- [EXERCISE INSTRUCTIONS]: Reproduce all of the records below word for word, leaving out the pictures.

- [TASK INPUT]:
- - -

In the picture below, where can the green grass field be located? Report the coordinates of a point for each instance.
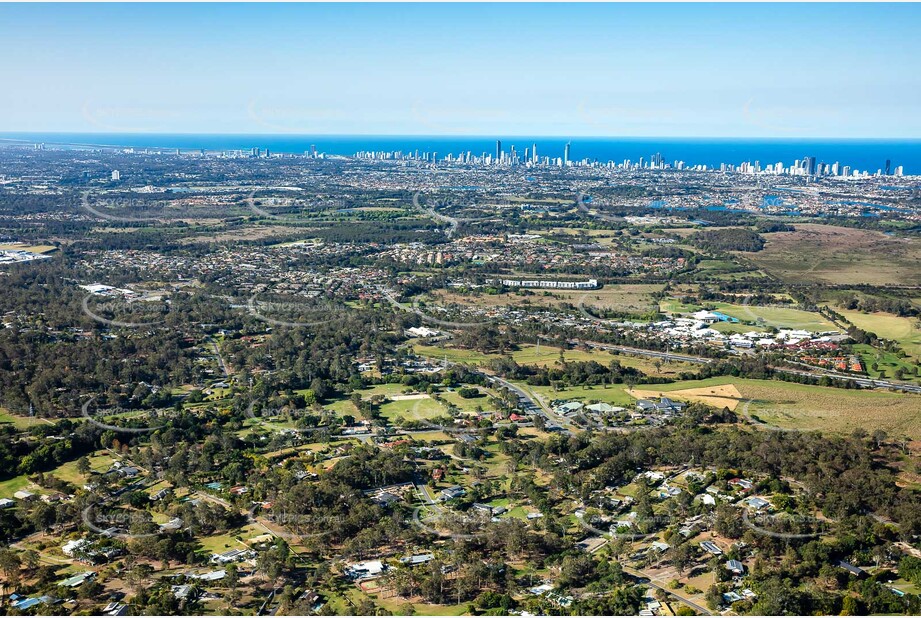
(527, 355)
(806, 407)
(888, 364)
(907, 331)
(412, 409)
(779, 317)
(784, 404)
(19, 422)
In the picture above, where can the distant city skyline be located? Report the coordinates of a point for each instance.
(585, 70)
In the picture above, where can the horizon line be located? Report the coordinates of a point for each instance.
(462, 136)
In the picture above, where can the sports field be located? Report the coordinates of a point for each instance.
(780, 317)
(838, 255)
(806, 407)
(526, 355)
(907, 331)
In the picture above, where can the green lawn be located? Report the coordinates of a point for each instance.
(19, 422)
(907, 331)
(615, 395)
(11, 486)
(527, 355)
(413, 409)
(887, 363)
(780, 317)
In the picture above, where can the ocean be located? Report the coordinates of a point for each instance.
(859, 154)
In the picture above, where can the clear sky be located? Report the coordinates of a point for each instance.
(722, 70)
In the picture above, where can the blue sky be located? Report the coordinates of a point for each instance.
(721, 70)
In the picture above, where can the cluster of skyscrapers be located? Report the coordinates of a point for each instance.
(807, 167)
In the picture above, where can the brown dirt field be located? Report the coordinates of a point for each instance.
(839, 255)
(726, 395)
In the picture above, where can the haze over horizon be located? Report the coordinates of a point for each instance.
(660, 70)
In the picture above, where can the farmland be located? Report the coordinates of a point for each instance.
(837, 255)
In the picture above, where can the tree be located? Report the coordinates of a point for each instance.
(10, 564)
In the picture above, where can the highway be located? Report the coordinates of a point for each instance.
(818, 373)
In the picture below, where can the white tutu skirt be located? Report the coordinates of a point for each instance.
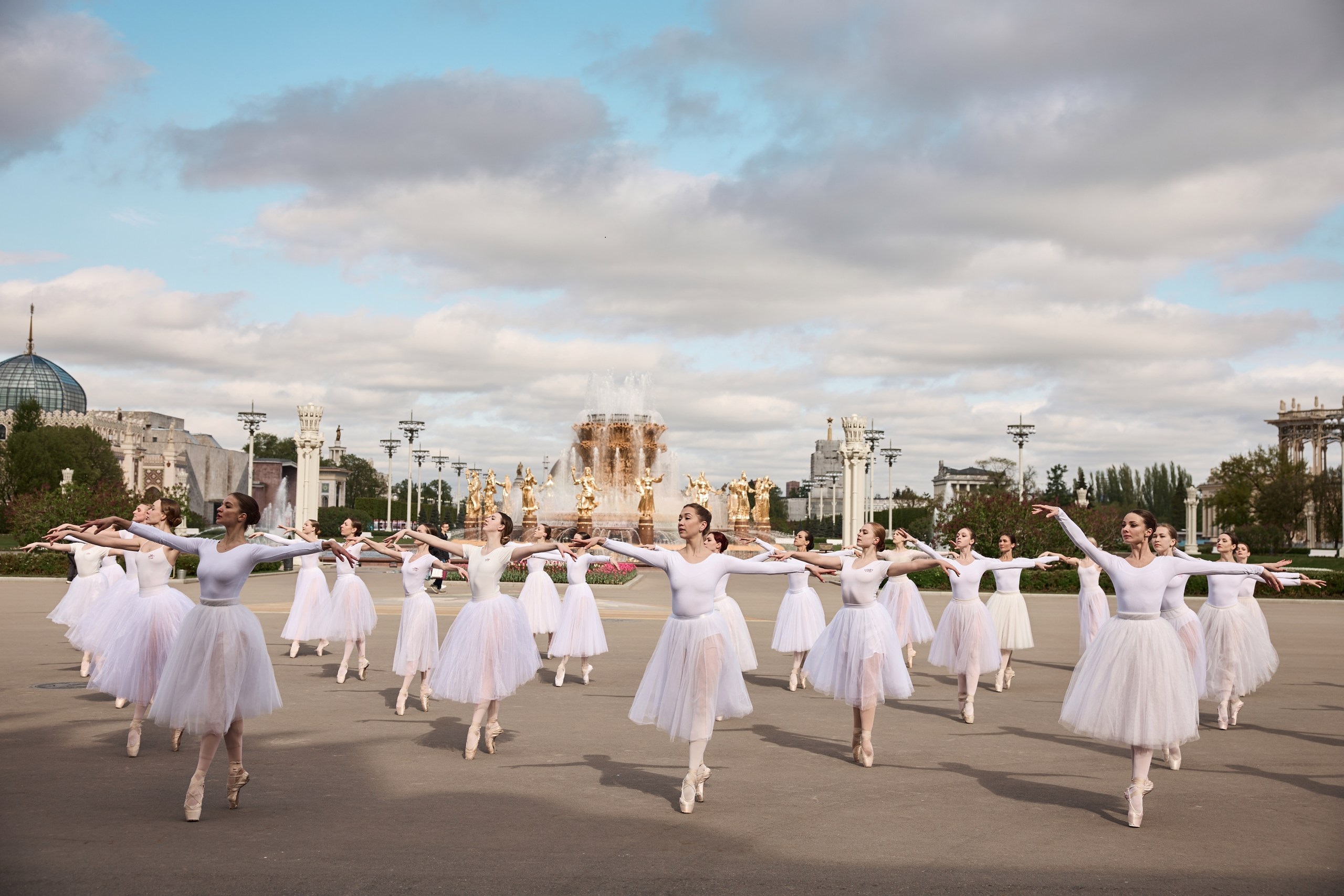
(417, 638)
(311, 609)
(800, 621)
(692, 676)
(107, 613)
(909, 614)
(580, 629)
(858, 659)
(1238, 653)
(1093, 610)
(487, 655)
(542, 602)
(351, 610)
(78, 599)
(965, 642)
(218, 672)
(738, 630)
(136, 650)
(1133, 687)
(1012, 625)
(1187, 626)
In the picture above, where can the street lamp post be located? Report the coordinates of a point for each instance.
(252, 422)
(412, 428)
(1019, 433)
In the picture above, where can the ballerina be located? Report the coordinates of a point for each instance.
(967, 642)
(580, 629)
(135, 648)
(694, 675)
(417, 636)
(858, 657)
(1135, 686)
(353, 614)
(218, 672)
(308, 613)
(802, 620)
(1092, 599)
(539, 597)
(902, 599)
(488, 652)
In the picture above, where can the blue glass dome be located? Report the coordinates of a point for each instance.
(34, 376)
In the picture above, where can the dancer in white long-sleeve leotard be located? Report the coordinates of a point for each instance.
(417, 636)
(218, 671)
(967, 642)
(694, 673)
(579, 632)
(135, 648)
(539, 597)
(858, 657)
(488, 652)
(307, 620)
(353, 614)
(1135, 684)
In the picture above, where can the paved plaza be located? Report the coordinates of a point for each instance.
(349, 798)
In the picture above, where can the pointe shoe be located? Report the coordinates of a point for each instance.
(195, 796)
(238, 778)
(1135, 797)
(474, 738)
(492, 731)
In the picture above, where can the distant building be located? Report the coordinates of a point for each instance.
(949, 483)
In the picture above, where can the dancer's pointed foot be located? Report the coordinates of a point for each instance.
(238, 778)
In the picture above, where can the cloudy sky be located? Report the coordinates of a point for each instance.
(1126, 224)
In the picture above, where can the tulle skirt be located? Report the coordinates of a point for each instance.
(218, 671)
(78, 599)
(107, 613)
(1186, 624)
(1093, 610)
(1012, 625)
(692, 676)
(965, 642)
(417, 638)
(1238, 652)
(1135, 687)
(580, 629)
(488, 653)
(312, 605)
(135, 652)
(742, 648)
(858, 659)
(799, 623)
(353, 614)
(909, 614)
(542, 602)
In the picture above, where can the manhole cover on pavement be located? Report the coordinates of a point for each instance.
(61, 686)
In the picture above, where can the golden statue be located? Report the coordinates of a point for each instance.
(761, 512)
(586, 500)
(644, 486)
(699, 489)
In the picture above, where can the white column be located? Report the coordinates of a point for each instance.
(310, 441)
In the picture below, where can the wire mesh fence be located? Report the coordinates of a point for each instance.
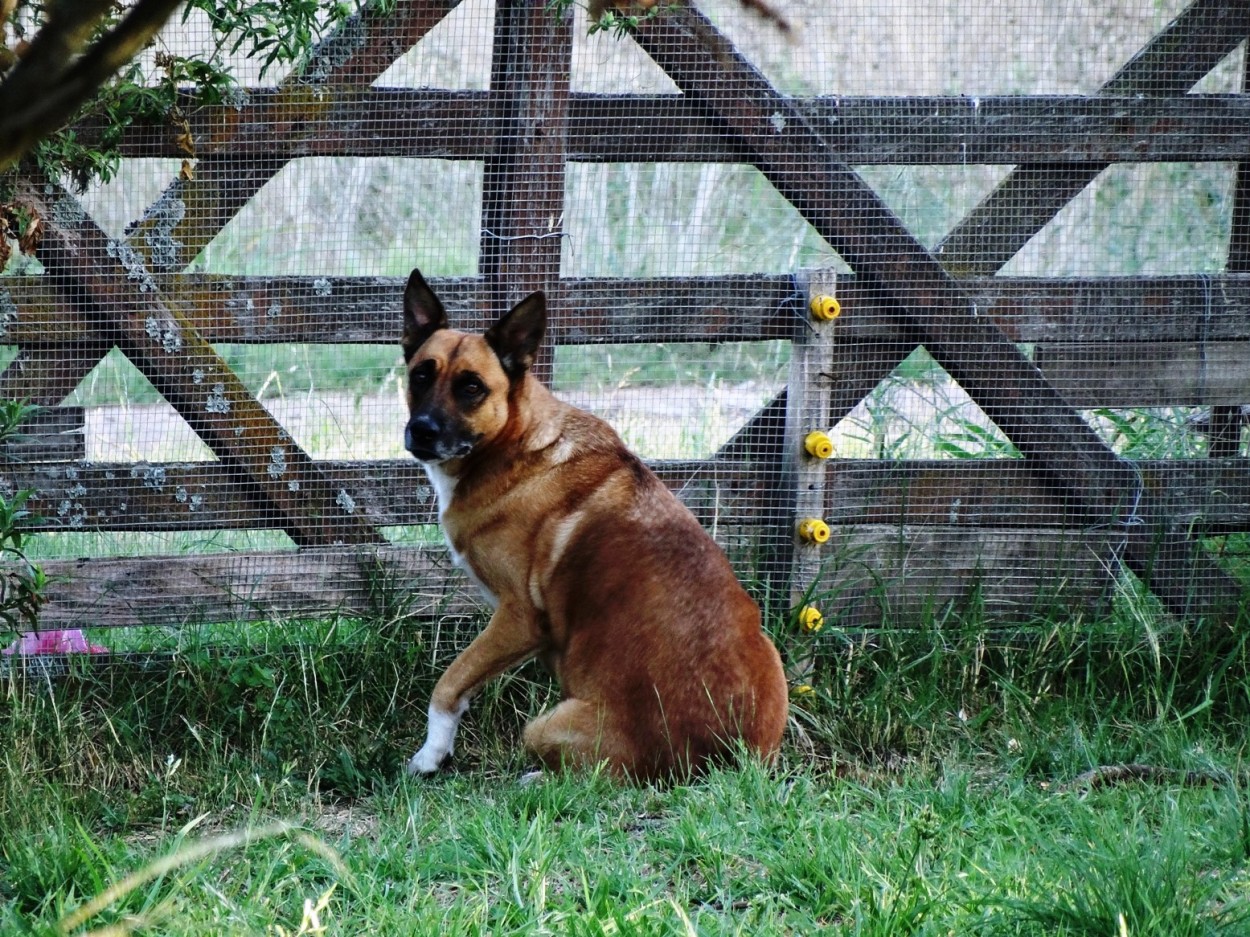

- - -

- [FINAL ANSWER]:
In the picture below, where can the green grass field be located? Report the coordinates of a point for each instance.
(527, 355)
(806, 407)
(888, 364)
(907, 331)
(412, 409)
(779, 317)
(784, 404)
(19, 422)
In the picture above, where can the distant city skyline be located? Report the coordinates of a point for each instance.
(585, 70)
In the picture above, where can the horizon line be located? Report the coordinates of a point for each instance.
(462, 136)
In the picture above, where can the sports field be located? Report the coordinates of a point for each instance.
(780, 317)
(838, 255)
(806, 407)
(526, 355)
(907, 331)
In the picture above, where can the green lawn be located? Report the coordinates of a point for each instance.
(19, 422)
(907, 331)
(615, 395)
(11, 486)
(527, 355)
(413, 409)
(887, 363)
(780, 317)
In the picture above, where can the ocean be located? Report the coordinates of a point for each instance.
(859, 154)
In the picture above, where can the clear sky be located? Report the coordinates of a point for each instance.
(722, 70)
In the picture above, where can the blue sky be located? Report the coordinates of a point for each instance.
(721, 70)
In the picture above, where can the cluster of skyscrapers be located? Report the coordinates of a point for each instance.
(807, 167)
In the picture above, where can the brown dirt field be located? Report the coordinates of a point for each instance.
(839, 255)
(726, 395)
In the picture above, where can the haze over horizon be located? Report the coordinates of a point for each instance.
(660, 70)
In the picture above, where can the farmland be located? Report the coordinates of a point for each instance.
(837, 255)
In the picture above, where can the tree be located? Report the coordinates of a point for each instance.
(10, 564)
In the picture above, where can the highway be located? Report the coordinates of a point for each instance.
(818, 373)
In the picture below, where can the white tutu skirt be located? Report the coordinates of a point for each instance.
(417, 638)
(311, 609)
(800, 621)
(692, 676)
(107, 613)
(909, 614)
(580, 629)
(858, 659)
(1238, 653)
(1093, 610)
(487, 655)
(542, 602)
(351, 610)
(78, 599)
(965, 642)
(218, 672)
(738, 630)
(136, 650)
(1133, 687)
(1012, 625)
(1187, 626)
In the picture above, where can the street lamp post be located? Report the coordinates of a point for each instance.
(252, 422)
(412, 428)
(1019, 433)
In the picture above, where can the ballerina be located? Report the coordinates of a point for each instance.
(967, 642)
(580, 629)
(135, 648)
(694, 675)
(417, 636)
(858, 657)
(1135, 686)
(353, 614)
(218, 672)
(308, 613)
(802, 620)
(1092, 599)
(539, 597)
(902, 599)
(488, 652)
In the picture above, where can the blue glass dome be located? Report the coordinates of a point for each instance.
(34, 376)
In the picture above, where can the dancer in white long-sleeve leotard be located? Report the coordinates of a point for each instance.
(417, 636)
(218, 671)
(967, 642)
(694, 673)
(579, 632)
(135, 648)
(539, 597)
(858, 657)
(488, 652)
(307, 620)
(353, 614)
(1135, 684)
In the picture above, where can the paved plaza be located? Report the coordinates of a point for each instance.
(349, 798)
In the picture above, where can the pointe shoe be located? Report the coordinates of a point for each instance.
(195, 796)
(238, 778)
(1135, 797)
(474, 738)
(492, 731)
In the picture above, where can the distant building be located? Report the coordinates of a point for each instance.
(949, 483)
In the picture above, where can the dancer's pointed foot be located? Report the coordinates of a point for each instance.
(238, 778)
In the picture above, where can the cloudy sky be located? Report the coordinates of a point for each instance.
(1126, 224)
In the picture above, where can the tulle skirt be located? Report the coordinates of a point for each instance.
(218, 671)
(78, 599)
(107, 613)
(1186, 624)
(1093, 610)
(1012, 625)
(692, 676)
(965, 642)
(417, 638)
(1238, 652)
(1135, 687)
(580, 629)
(488, 653)
(312, 605)
(135, 652)
(742, 648)
(858, 659)
(799, 623)
(353, 614)
(909, 614)
(542, 602)
In the picture above, where can the manhole cover on pavement be located? Report the coordinates of a point for each instance.
(61, 686)
In the picture above, where can the golden statue be located? Report the coordinates of a point for each instance.
(761, 512)
(586, 500)
(644, 486)
(699, 489)
In the picture above, where can the white column be located? Report the coordinates of a point for each instance.
(310, 441)
In the picture below, where can the wire mesh fence be located? Report the coordinates of a point for each instance.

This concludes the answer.